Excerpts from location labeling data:
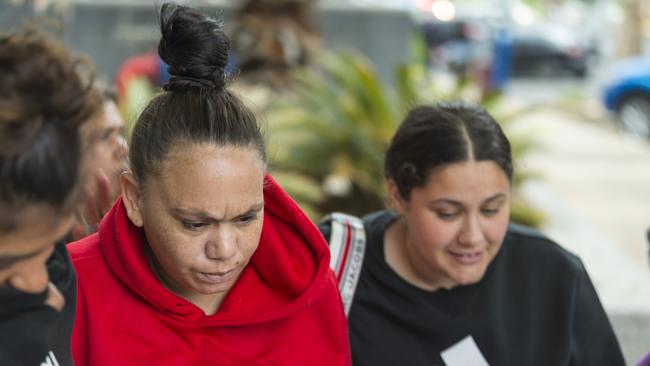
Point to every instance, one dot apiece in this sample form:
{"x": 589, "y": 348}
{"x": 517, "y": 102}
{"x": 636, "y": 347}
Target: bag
{"x": 347, "y": 242}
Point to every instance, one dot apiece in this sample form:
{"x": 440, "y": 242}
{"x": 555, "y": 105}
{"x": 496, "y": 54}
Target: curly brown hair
{"x": 46, "y": 94}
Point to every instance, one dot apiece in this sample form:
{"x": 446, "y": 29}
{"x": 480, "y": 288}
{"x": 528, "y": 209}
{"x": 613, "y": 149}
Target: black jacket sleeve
{"x": 594, "y": 341}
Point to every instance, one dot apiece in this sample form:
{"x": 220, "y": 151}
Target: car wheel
{"x": 634, "y": 115}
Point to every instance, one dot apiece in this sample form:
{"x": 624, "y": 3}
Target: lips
{"x": 467, "y": 258}
{"x": 217, "y": 277}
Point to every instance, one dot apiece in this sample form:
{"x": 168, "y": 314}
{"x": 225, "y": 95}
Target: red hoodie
{"x": 285, "y": 308}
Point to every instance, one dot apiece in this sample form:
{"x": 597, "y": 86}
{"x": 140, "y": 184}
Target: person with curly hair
{"x": 46, "y": 96}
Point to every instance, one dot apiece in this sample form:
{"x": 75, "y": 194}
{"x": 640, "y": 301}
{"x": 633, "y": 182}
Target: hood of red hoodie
{"x": 287, "y": 272}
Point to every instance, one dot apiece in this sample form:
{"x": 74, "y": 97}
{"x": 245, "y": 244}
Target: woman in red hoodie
{"x": 204, "y": 260}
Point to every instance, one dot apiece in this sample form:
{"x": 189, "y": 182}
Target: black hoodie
{"x": 32, "y": 333}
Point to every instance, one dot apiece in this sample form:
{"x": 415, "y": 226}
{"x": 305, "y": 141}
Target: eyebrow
{"x": 204, "y": 215}
{"x": 7, "y": 261}
{"x": 458, "y": 203}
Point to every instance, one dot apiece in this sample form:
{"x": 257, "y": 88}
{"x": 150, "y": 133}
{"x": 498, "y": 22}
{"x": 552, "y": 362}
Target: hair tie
{"x": 176, "y": 82}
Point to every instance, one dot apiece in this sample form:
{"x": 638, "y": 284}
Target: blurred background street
{"x": 568, "y": 79}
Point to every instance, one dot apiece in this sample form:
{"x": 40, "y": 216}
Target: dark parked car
{"x": 458, "y": 44}
{"x": 548, "y": 52}
{"x": 627, "y": 95}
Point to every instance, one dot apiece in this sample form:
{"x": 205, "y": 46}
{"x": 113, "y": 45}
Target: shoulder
{"x": 85, "y": 248}
{"x": 531, "y": 248}
{"x": 370, "y": 223}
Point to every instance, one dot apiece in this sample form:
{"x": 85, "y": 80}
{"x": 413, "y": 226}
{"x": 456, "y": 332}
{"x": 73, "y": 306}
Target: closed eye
{"x": 447, "y": 215}
{"x": 490, "y": 211}
{"x": 193, "y": 225}
{"x": 246, "y": 219}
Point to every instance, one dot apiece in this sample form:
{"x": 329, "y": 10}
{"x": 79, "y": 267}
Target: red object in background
{"x": 145, "y": 65}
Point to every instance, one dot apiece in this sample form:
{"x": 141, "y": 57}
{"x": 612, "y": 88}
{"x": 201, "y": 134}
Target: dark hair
{"x": 444, "y": 133}
{"x": 196, "y": 106}
{"x": 44, "y": 98}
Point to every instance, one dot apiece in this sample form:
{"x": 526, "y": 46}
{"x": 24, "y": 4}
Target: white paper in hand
{"x": 464, "y": 353}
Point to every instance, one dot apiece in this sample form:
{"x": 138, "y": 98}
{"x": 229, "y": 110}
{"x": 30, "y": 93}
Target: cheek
{"x": 250, "y": 240}
{"x": 495, "y": 230}
{"x": 435, "y": 233}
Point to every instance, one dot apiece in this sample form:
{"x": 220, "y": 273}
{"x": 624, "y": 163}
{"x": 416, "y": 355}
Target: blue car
{"x": 627, "y": 95}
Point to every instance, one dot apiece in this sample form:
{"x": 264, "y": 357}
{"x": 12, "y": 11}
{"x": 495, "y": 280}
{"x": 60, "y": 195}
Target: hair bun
{"x": 194, "y": 46}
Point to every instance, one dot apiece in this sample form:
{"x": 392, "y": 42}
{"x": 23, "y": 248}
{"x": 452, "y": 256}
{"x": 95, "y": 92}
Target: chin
{"x": 471, "y": 278}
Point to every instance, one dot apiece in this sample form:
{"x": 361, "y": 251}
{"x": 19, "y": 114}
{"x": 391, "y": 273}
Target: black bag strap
{"x": 347, "y": 247}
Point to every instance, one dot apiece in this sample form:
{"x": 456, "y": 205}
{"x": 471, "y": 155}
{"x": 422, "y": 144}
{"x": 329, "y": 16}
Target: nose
{"x": 223, "y": 244}
{"x": 471, "y": 233}
{"x": 30, "y": 277}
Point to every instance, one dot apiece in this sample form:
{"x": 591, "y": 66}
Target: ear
{"x": 395, "y": 197}
{"x": 132, "y": 197}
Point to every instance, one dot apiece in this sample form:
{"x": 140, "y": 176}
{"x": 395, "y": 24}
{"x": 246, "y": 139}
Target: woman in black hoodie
{"x": 44, "y": 99}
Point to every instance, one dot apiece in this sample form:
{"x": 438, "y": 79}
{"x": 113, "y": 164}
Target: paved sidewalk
{"x": 596, "y": 193}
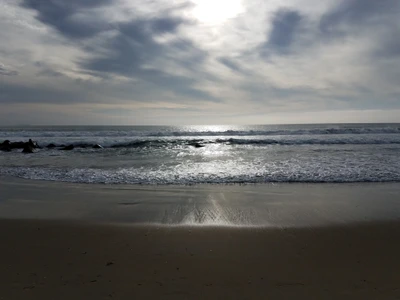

- What the exercise asks
Count the rows above that contain the string "hoodie", treating uppercase and lowercase as different, and give only the number.

- Correct result
5